Исходный фрагмент:
────────────────
Можно подумать, что более поздний интерес Фрейда к дискурсу невротика сконцентрировал его рефлексию на единственном отношении звукового образа/визуального образа.
[73]
Но две вещи позволяют сказать, что фрейдовские изыскания оставили открытым вопрос о гипотетическом стыке «чистого означающего», который могла бы взять на себя, к примеру, кантовская философия: с одной стороны, открытие Эдипа, и, с другой, открытие расщепления моего Я и второй топики, очень важной для гетерогенного (влечения и мысли) символа отрицания.
[74]
Хотя такой редукционизм оказывается настоящим кастрированием фрейдовского открытия, не надо забывать преимущества, которые дала центрация фрейдовского гетерогенного знака на знаке Соссюра. Они принципиально сходятся на краткой формулировке вопроса, который занимал Фрейда с момента его открытия Эдипа.
────────────────
Суть задания:
Переведите на английский язык следующее предложение из фрагмента о Фрейде: «Можно подумать, что более поздний интерес Фрейда к дискурсу невротика сконцентрировал его рефлексию на единственном отношении звукового образа/визуального образа».

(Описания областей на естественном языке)
────────────────
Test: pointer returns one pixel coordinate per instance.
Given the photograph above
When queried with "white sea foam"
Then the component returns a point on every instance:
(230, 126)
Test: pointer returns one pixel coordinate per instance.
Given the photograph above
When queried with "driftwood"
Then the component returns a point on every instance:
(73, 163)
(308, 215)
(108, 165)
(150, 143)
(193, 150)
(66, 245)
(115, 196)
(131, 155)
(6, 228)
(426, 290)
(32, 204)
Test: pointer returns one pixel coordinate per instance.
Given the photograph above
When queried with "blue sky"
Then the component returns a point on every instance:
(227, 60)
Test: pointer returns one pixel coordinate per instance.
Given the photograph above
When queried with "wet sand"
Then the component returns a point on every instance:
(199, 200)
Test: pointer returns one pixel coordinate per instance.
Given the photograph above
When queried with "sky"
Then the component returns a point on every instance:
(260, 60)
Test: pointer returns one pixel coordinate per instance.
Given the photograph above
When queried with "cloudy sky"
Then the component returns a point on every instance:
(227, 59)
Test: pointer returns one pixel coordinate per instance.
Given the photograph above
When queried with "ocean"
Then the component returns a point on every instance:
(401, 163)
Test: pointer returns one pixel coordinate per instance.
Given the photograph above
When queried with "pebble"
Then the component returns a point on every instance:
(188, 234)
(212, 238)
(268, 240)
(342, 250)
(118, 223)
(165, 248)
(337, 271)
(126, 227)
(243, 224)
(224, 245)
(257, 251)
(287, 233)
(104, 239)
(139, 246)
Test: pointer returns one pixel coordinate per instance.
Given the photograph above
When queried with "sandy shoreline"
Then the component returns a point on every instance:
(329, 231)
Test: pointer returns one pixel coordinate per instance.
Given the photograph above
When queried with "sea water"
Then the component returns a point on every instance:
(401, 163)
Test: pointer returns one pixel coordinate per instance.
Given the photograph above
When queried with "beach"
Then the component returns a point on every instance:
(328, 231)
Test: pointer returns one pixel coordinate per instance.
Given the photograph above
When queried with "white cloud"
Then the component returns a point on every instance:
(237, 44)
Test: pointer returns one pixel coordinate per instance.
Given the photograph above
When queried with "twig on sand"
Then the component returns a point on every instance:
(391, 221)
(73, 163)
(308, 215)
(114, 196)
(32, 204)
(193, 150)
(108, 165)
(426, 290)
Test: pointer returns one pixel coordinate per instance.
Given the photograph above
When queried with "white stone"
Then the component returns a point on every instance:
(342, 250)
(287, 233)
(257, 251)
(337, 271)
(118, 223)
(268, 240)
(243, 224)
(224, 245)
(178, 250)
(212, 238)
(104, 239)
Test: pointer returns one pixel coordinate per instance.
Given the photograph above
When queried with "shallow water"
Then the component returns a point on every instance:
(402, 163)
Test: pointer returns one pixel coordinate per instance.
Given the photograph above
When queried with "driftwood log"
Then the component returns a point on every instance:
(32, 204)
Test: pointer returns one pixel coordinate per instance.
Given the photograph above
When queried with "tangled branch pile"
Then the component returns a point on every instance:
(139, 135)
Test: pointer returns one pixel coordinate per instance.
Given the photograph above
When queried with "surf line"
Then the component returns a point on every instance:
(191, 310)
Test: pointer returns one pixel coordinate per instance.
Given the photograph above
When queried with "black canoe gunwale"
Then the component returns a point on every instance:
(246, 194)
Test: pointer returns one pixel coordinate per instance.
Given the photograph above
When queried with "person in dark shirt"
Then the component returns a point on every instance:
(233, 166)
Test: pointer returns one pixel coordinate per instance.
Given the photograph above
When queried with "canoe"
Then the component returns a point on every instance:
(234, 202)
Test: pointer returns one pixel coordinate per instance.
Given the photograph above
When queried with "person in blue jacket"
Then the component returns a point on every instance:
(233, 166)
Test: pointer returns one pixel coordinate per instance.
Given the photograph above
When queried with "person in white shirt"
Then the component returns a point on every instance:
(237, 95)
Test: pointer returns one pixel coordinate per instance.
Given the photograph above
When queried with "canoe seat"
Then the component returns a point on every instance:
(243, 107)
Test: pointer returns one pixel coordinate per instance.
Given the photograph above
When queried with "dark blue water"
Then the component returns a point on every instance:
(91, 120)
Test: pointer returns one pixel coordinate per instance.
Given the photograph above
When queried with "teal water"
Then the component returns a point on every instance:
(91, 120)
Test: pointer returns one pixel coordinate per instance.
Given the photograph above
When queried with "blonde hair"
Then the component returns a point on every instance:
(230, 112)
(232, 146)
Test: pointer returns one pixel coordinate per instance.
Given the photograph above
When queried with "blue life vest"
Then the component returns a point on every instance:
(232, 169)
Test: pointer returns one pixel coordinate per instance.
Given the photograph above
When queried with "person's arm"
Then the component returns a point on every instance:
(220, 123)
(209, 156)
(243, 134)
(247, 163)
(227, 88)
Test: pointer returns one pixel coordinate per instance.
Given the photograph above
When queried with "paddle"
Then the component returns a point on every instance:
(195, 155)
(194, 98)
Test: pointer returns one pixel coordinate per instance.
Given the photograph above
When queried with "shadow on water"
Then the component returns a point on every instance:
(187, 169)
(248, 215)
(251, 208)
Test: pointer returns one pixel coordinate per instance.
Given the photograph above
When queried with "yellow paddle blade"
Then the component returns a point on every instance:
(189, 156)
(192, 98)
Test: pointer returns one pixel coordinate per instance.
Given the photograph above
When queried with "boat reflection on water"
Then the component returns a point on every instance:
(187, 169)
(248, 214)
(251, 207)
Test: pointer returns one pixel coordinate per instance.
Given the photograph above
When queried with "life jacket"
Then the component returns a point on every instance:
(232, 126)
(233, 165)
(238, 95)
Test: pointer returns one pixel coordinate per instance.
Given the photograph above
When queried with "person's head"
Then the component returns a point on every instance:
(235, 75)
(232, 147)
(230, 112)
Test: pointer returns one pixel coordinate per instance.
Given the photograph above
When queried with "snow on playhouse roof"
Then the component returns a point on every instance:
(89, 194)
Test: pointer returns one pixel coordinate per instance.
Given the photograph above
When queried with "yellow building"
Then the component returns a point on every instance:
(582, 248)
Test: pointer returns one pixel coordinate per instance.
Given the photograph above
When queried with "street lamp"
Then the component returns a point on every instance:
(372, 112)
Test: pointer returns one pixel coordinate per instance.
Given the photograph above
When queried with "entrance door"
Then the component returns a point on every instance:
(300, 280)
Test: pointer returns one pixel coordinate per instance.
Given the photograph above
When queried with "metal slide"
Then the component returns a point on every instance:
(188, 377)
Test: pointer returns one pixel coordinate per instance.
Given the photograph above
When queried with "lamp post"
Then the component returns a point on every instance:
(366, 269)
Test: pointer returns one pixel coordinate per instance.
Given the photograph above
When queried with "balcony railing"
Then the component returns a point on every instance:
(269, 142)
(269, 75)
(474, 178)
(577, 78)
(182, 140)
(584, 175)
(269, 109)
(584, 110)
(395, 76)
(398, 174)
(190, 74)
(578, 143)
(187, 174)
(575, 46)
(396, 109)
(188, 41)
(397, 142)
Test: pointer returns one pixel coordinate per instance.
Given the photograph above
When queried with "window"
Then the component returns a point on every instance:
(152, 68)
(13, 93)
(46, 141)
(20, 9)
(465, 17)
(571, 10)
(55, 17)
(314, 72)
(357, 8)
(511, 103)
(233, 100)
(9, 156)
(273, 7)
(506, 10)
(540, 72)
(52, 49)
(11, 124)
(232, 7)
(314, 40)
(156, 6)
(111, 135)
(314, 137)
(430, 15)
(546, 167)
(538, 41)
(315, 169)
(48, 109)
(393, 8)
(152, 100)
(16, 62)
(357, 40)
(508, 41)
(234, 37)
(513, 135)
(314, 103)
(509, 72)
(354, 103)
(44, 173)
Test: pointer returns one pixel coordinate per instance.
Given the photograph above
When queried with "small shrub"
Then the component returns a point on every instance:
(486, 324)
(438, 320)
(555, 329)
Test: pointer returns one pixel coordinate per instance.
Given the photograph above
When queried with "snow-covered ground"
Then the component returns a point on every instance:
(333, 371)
────────────────
Ожидаемый результат:
One might think that Freud's later interest in the discourse of the neurotic concentrated his reflection on the single relation of sound image/visual image.